[SUPPLIED DATA]
◆ ◆ ◆ ◆ ◆

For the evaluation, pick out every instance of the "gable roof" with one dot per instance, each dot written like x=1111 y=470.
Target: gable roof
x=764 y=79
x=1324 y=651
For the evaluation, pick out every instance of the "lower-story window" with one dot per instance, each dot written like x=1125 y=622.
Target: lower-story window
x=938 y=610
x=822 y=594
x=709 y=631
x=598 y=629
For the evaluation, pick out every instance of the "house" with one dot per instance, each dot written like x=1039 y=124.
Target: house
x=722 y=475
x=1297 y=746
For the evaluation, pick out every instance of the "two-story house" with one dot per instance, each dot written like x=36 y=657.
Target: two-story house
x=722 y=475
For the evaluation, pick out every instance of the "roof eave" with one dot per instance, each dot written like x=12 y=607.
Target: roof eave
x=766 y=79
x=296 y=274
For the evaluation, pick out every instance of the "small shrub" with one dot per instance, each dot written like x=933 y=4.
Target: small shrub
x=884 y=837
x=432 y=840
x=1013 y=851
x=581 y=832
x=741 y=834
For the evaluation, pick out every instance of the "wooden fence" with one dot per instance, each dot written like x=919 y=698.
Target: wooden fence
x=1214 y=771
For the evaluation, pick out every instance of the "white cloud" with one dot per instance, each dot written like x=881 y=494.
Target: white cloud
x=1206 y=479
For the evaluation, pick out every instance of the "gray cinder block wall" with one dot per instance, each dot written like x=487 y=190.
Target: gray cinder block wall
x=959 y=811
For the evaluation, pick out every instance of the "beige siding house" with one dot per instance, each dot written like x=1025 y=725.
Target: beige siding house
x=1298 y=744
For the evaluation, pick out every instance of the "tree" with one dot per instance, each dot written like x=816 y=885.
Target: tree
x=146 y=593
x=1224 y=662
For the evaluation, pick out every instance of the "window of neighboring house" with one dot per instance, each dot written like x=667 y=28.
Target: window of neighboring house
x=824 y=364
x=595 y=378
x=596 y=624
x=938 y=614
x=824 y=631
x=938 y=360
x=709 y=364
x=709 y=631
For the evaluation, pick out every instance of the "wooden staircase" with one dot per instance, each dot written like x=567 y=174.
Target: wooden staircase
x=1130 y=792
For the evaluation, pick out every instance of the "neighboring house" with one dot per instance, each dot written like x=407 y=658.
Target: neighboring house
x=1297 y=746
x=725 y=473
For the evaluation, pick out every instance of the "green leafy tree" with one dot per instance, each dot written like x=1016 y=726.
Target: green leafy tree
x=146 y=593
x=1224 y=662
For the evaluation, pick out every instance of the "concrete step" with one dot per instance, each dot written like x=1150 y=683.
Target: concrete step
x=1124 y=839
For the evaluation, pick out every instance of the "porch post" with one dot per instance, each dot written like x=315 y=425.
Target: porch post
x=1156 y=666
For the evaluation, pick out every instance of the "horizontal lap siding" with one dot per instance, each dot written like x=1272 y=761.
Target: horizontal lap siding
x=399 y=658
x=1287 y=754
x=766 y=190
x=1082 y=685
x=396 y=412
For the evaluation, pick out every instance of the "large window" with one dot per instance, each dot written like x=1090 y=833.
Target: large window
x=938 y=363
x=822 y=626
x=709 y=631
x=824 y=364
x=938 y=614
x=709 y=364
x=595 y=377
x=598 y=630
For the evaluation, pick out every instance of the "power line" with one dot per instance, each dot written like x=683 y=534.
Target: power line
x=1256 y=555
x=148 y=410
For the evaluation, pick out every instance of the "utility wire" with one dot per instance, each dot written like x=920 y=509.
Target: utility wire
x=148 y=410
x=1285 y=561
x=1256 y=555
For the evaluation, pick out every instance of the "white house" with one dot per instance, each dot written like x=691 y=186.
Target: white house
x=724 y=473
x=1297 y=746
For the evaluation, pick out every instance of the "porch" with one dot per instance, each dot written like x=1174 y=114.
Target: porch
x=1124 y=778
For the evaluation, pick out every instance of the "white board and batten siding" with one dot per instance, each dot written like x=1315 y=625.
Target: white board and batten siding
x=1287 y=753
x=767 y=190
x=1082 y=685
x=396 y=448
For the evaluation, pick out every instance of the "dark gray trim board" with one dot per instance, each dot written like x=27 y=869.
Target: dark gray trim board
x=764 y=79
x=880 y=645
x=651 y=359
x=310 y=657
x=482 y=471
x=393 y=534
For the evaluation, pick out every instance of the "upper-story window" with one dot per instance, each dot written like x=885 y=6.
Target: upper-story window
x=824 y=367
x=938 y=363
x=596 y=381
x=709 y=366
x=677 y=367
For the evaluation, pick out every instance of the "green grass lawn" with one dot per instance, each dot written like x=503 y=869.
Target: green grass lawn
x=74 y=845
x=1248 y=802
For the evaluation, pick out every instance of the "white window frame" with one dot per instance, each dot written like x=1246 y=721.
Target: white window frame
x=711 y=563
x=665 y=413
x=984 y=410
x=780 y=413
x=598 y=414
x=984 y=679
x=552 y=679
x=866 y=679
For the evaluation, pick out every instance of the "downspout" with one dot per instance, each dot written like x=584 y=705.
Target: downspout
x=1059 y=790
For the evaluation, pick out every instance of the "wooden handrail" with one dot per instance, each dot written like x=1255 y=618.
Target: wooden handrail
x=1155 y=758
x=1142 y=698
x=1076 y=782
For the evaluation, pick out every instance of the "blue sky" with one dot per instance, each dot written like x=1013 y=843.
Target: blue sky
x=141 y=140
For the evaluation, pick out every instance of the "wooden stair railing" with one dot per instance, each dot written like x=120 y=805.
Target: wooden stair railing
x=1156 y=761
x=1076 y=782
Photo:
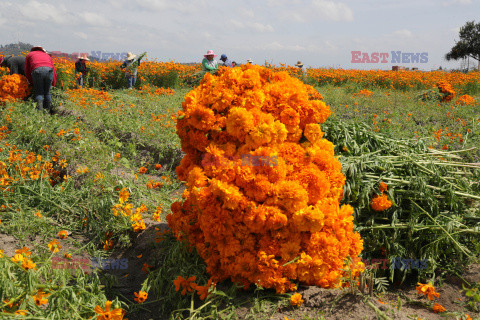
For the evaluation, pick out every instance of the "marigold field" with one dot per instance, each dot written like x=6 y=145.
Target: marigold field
x=260 y=192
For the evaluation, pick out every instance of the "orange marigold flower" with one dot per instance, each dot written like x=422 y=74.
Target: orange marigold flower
x=380 y=202
x=427 y=290
x=54 y=246
x=296 y=299
x=21 y=312
x=438 y=308
x=25 y=251
x=123 y=195
x=108 y=314
x=63 y=234
x=28 y=264
x=382 y=187
x=18 y=258
x=141 y=296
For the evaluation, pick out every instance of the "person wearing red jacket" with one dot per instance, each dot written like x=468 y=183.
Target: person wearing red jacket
x=40 y=72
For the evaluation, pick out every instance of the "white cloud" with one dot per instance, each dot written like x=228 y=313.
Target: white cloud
x=455 y=2
x=404 y=33
x=256 y=26
x=261 y=27
x=335 y=11
x=94 y=19
x=81 y=35
x=36 y=10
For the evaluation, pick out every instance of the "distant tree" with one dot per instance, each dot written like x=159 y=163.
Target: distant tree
x=469 y=43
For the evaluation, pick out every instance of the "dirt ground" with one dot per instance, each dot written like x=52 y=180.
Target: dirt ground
x=401 y=303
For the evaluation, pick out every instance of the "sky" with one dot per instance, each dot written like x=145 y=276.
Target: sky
x=319 y=33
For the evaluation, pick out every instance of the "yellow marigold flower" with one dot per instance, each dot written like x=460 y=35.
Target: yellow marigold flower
x=296 y=299
x=40 y=298
x=28 y=264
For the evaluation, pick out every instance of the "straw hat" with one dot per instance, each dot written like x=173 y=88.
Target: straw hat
x=38 y=48
x=210 y=53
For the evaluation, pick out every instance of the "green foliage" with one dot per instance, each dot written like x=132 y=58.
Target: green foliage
x=469 y=43
x=431 y=191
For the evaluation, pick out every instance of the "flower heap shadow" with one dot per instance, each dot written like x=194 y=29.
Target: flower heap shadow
x=271 y=225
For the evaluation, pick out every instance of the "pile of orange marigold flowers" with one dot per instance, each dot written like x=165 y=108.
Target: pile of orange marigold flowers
x=263 y=187
x=13 y=87
x=363 y=92
x=465 y=100
x=446 y=89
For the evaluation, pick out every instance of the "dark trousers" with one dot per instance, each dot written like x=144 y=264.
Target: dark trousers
x=42 y=81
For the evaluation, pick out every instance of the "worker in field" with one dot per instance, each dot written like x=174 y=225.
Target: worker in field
x=226 y=62
x=41 y=73
x=209 y=64
x=81 y=70
x=130 y=65
x=299 y=65
x=15 y=64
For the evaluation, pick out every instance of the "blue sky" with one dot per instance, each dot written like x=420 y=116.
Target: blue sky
x=320 y=33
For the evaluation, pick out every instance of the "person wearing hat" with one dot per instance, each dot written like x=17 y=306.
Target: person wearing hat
x=81 y=70
x=226 y=62
x=208 y=63
x=40 y=72
x=299 y=64
x=131 y=64
x=15 y=64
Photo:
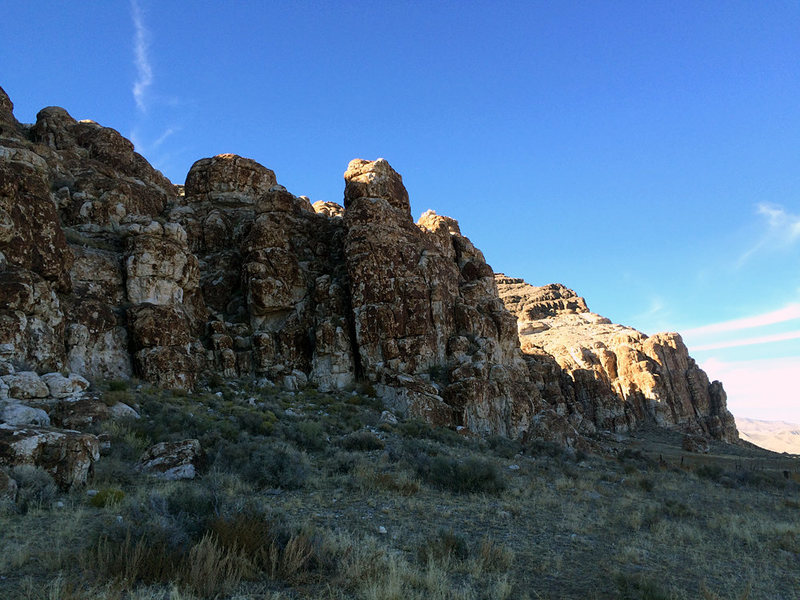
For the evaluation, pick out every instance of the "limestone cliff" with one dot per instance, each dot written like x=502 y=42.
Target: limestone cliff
x=108 y=270
x=618 y=378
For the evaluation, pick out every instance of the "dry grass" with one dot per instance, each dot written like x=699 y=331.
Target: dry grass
x=554 y=528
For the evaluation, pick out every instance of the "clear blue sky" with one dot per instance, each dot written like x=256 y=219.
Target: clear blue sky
x=645 y=154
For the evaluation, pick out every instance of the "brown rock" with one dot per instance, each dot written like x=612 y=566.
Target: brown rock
x=375 y=179
x=621 y=378
x=8 y=487
x=695 y=443
x=172 y=460
x=228 y=179
x=67 y=455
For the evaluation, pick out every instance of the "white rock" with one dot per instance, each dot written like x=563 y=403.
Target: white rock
x=25 y=384
x=63 y=387
x=388 y=418
x=18 y=414
x=120 y=410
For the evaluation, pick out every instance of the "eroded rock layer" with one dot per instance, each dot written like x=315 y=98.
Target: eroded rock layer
x=618 y=377
x=107 y=270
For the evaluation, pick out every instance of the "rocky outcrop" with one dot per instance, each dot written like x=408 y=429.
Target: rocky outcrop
x=67 y=455
x=618 y=378
x=107 y=270
x=172 y=460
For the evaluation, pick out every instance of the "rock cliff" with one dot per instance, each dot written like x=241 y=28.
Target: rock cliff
x=617 y=377
x=108 y=270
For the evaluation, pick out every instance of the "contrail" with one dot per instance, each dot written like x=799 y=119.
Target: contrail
x=143 y=69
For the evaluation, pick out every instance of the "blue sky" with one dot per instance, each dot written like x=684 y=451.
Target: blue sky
x=643 y=153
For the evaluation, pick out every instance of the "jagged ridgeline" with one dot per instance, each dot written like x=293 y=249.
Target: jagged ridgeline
x=110 y=271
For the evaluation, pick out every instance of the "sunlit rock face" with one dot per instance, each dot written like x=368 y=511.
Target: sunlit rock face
x=108 y=270
x=618 y=378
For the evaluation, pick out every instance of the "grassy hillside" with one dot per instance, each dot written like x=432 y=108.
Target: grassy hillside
x=311 y=495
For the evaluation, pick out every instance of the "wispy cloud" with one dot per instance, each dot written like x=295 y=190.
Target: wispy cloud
x=751 y=341
x=144 y=70
x=787 y=313
x=163 y=136
x=760 y=389
x=782 y=230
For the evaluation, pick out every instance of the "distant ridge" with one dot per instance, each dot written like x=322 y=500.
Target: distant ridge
x=778 y=436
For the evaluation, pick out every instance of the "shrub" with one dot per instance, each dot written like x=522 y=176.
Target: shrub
x=504 y=447
x=309 y=435
x=35 y=487
x=710 y=472
x=362 y=440
x=471 y=475
x=278 y=465
x=677 y=509
x=107 y=497
x=117 y=385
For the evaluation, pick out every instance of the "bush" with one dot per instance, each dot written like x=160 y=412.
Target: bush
x=278 y=465
x=362 y=440
x=107 y=497
x=471 y=475
x=35 y=487
x=309 y=435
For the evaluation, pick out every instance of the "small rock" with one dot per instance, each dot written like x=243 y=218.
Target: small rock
x=120 y=410
x=172 y=460
x=8 y=487
x=388 y=418
x=63 y=387
x=18 y=414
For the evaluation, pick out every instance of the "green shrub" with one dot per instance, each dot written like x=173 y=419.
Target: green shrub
x=107 y=497
x=276 y=465
x=362 y=441
x=309 y=435
x=35 y=487
x=117 y=385
x=504 y=447
x=471 y=475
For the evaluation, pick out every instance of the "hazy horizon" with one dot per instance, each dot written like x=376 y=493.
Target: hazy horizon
x=642 y=155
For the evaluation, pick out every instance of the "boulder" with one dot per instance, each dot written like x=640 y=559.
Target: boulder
x=172 y=460
x=18 y=414
x=67 y=455
x=8 y=487
x=61 y=386
x=618 y=377
x=26 y=384
x=695 y=443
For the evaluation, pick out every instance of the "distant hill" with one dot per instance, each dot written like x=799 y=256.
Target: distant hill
x=778 y=436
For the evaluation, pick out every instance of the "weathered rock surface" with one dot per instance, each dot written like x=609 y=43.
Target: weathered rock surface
x=172 y=460
x=107 y=270
x=18 y=414
x=618 y=377
x=8 y=487
x=67 y=455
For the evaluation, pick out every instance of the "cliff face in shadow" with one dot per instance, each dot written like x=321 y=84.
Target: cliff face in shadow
x=108 y=270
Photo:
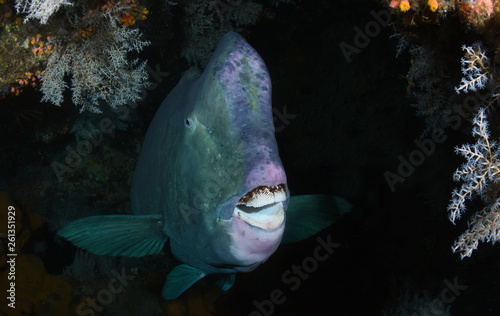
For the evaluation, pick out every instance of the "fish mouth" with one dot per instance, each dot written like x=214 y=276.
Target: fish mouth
x=263 y=206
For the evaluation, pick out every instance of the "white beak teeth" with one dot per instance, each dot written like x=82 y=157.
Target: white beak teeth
x=262 y=207
x=264 y=195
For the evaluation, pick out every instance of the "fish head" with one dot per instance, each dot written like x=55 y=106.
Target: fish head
x=235 y=182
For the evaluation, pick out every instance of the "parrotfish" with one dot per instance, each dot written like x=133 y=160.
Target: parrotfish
x=209 y=179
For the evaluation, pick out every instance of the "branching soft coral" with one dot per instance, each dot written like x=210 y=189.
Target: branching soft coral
x=475 y=66
x=480 y=176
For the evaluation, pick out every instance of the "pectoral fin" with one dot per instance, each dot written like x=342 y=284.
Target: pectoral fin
x=180 y=279
x=308 y=214
x=117 y=235
x=225 y=282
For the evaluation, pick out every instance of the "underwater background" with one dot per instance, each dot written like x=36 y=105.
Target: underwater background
x=366 y=108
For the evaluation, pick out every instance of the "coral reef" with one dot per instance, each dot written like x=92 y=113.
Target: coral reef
x=97 y=62
x=35 y=290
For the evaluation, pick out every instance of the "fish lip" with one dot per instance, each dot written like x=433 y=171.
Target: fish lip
x=263 y=207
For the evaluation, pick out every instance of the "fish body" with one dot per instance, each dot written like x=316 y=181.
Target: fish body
x=209 y=179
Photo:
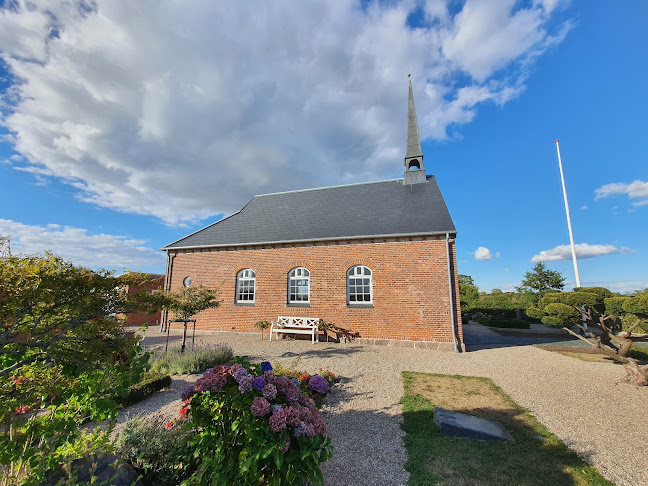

◆ ◆ ◆ ◆ ◆

[EXERCISE PROMPT]
Copy the records word for word, beginning with the line that contains "like x=683 y=534." and continuing through the line that contains "x=396 y=448", with both of those lines included.

[FINISHED EXERCISE]
For the evaluation, pick out every instance of the "power line" with one dot per instance, each dot written like x=683 y=534.
Target: power line
x=1256 y=555
x=148 y=410
For the evaluation, pick out every instance of the "utility wire" with one dot per instance, each dot written like x=920 y=509.
Target: utility wire
x=148 y=410
x=1285 y=561
x=1256 y=555
For the evaluation, pick out every instance of the "white house" with one dot per instance, each dot written like x=691 y=186.
Target: white house
x=724 y=473
x=1297 y=746
For the evaluation, pick out every instance of the "porch" with one dot per instance, each dot written like x=1174 y=114.
Target: porch
x=1124 y=778
For the evaluation, pick out every instance of the "white board and batten siding" with one dot per instance, each dot written like x=1315 y=625.
Target: white board and batten siding
x=1287 y=753
x=767 y=190
x=1082 y=685
x=396 y=448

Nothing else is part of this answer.